-------- Document text

During the previous two decades, our appreciation of microbes has changed dramatically. Microbes were viewed as either directly causing disease, as in the case of bacterial meningitis, or as mere bystanders, like our skin flora, only sporadically causing disease in specific situations, as in a catheter-related sepsis with a coagulase negative staphylococcus. It is only recently that the active role of microbes – not only in causing disease, but also in preventing it – has been recognised and has led to a completely new research field.

Nowadays it becomes clear that direct causality is something uncommon in medicine. In genetic analysis, it has become apparent that monogenic disorders are rare and most diseases are the result of a complex genetic interplay involving many genes. Likewise, the old concept of one pathogen causing one disease is shifting towards a more systems biology based approach. Health and disease can be viewed as the outcome of the interaction between all environmental triggers, both exogenous and endogenous, which we are exposed to in a lifetime, and our genetic make-up. This total of environmental triggers was termed the ‘exposome’.3 Quantification of exposures in time in relation to health or disease is challenging – just as the influence of single genes is difficult to determine in a genome-wide association study (GWAS). However, it has already been proven possible, with modelling and analysis in a manner similar to GWAS in a study focusing on diabetes mellitus.4

In a recent review paper, Bogdanos et al.5 introduce the concept of the ‘infectome’, referring to the part of the exposome reflecting the infectious triggers an individual encounters during life. The authors propose that autoimmunity is generated by a cascade of infectious triggers. It all starts with inflammation, and through cell destruction, autoantigen release, molecular mimicry and activation of autoreactive lymphocytes, it eventually leads to autoimmune disease. In this view, the microbiome is the definition of the collection of microbial genes in a particular region of the body, such as the gut or the oral cavity. The infectome relates to the total of infectious organisms associated with the disease in question, in all body sites. By studying the infectome, and combining these results with the results from GWAS, we may start to understand the connection between genome and exposome. This will enable us to gain insight into the development of disease, which is the first step needed for prevention. Furthermore, as in the microbiome research field, we might be able to identify protective factors, microbes that are working with us against the formation of autoimmunity or severe sepsis. As opposed to pathogens, we might find evidence for ‘sanogens’, and in the end may even want to use those sanogens in treatment or prevention.

----------------

▶ Task instructions
1) In the passage on microbes and disease, what name was given to the total of environmental triggers?
2) Reproduce the passage on microbes and disease word for word, from "During the previous" to "new research field.".

-------- Entries supplied

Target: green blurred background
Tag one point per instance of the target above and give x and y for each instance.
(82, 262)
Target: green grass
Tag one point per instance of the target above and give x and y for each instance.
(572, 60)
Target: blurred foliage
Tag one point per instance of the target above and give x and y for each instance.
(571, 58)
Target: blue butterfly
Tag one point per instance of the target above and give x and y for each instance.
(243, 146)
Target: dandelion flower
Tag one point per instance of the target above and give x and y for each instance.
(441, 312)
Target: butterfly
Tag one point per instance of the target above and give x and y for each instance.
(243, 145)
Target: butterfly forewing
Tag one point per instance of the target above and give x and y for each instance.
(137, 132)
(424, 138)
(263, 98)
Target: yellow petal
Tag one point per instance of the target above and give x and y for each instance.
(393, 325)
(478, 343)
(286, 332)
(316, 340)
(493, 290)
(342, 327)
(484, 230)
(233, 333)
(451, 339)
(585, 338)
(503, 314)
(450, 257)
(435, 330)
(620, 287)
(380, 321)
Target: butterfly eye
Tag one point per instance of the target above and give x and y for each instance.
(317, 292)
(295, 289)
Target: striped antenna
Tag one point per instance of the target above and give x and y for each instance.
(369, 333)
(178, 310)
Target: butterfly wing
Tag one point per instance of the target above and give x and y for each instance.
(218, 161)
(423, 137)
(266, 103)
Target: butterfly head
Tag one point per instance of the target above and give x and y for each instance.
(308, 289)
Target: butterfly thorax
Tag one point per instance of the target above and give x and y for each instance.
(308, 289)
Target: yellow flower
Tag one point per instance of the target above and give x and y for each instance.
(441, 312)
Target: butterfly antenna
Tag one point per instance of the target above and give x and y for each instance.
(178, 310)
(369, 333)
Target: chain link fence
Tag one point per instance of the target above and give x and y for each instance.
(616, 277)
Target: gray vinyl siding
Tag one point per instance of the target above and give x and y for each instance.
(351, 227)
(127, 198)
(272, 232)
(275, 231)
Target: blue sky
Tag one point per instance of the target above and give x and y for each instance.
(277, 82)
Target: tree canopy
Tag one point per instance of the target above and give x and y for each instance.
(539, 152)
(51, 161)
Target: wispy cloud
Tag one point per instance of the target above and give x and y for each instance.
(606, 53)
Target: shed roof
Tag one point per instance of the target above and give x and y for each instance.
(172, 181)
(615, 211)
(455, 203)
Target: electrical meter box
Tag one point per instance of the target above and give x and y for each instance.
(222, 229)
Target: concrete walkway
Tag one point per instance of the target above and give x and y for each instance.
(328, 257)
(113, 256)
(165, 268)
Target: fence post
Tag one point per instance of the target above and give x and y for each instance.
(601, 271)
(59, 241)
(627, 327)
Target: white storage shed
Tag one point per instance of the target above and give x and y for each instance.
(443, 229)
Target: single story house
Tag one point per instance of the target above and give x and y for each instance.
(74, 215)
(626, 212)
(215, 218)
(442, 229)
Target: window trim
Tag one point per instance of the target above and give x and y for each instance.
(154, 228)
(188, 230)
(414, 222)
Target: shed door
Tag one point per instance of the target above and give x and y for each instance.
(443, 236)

----------------

▶ Your responses
1) The ‘exposome’.

2)
During the previous two decades, our appreciation of microbes has changed dramatically. Microbes were viewed as either directly causing disease, as in the case of bacterial meningitis, or as mere bystanders, like our skin flora, only sporadically causing disease in specific situations, as in a catheter-related sepsis with a coagulase negative staphylococcus. It is only recently that the active role of microbes – not only in causing disease, but also in preventing it – has been recognised and has led to a completely new research field.